*Work required:* Turn the part of the lines that opens with the line containing "[point] sunglasses lens" and closes at the end of the lines into a two-column CSV with the columns text and answer, one row for each line and its answer. Put each value in one quoted field, with line breaks replaced by spaces.

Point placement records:
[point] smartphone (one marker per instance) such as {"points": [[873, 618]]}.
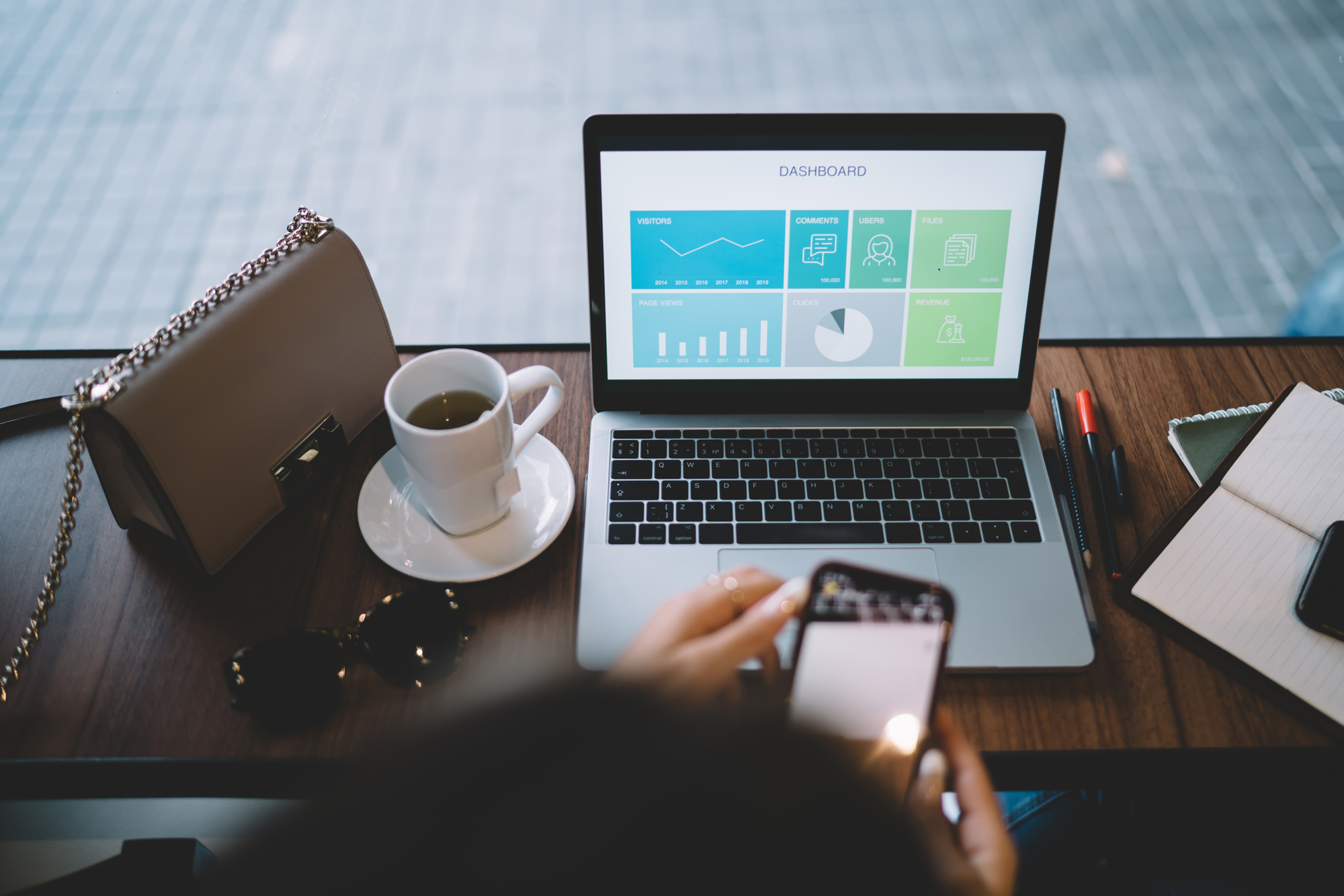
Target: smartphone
{"points": [[870, 656]]}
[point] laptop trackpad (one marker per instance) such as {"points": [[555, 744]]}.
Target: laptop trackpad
{"points": [[913, 564]]}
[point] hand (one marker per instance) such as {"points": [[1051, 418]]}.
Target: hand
{"points": [[693, 645], [984, 862]]}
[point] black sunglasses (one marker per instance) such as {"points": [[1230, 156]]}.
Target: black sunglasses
{"points": [[412, 639]]}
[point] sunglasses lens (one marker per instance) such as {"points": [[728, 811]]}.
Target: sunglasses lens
{"points": [[291, 682], [416, 637]]}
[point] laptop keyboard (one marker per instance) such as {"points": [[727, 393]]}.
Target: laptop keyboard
{"points": [[819, 487]]}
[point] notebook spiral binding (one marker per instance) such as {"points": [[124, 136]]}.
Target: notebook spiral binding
{"points": [[1338, 394]]}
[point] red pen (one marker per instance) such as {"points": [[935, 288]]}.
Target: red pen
{"points": [[1111, 546]]}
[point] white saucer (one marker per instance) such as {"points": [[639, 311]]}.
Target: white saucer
{"points": [[401, 533]]}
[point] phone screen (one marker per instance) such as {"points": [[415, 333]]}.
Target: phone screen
{"points": [[870, 655]]}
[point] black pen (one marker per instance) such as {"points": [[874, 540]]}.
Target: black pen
{"points": [[1088, 420], [1066, 461]]}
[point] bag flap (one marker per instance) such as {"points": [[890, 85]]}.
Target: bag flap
{"points": [[235, 393]]}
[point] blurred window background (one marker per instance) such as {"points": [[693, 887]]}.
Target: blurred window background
{"points": [[149, 148]]}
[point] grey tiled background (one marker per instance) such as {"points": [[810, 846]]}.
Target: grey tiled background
{"points": [[149, 148]]}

*Exercise solution:*
text,answer
"[point] sunglasses lens (one marker per instance) such as {""points"": [[728, 811]]}. Target: sunglasses lens","{""points"": [[291, 682], [416, 637]]}"
"[point] laptop keyboard (one marker per instance) such as {""points"": [[727, 393]]}. Target: laptop keyboard","{""points"": [[819, 487]]}"
"[point] notebook spiral binding (one marker per instance) such as {""points"": [[124, 136]]}. Target: notebook spiral binding","{""points"": [[1338, 394]]}"
"[point] red pen (one marker per instance) such as {""points"": [[935, 288]]}. Target: red pen","{""points"": [[1111, 546]]}"
"[point] white saucer (one marker per instance) such as {""points"": [[639, 311]]}. Target: white saucer","{""points"": [[401, 533]]}"
"[point] phone screen (one marker per instance) such as {""points"": [[415, 333]]}. Target: phone screen","{""points"": [[870, 655]]}"
"[point] black pen (one marker per instance) such as {""points"": [[874, 540]]}. Target: black pen","{""points"": [[1088, 420], [1066, 461]]}"
"[point] bag flap (one marker per instance) such as {""points"": [[890, 85]]}. Target: bag flap","{""points"": [[235, 393]]}"
"[point] blurred window background (one marker per instance) such as {""points"": [[693, 887]]}. Target: blurred window background","{""points"": [[149, 148]]}"
"[point] grey tiled background (one marker per instance) such as {""points"": [[810, 846]]}. Target: grey tiled background","{""points"": [[149, 148]]}"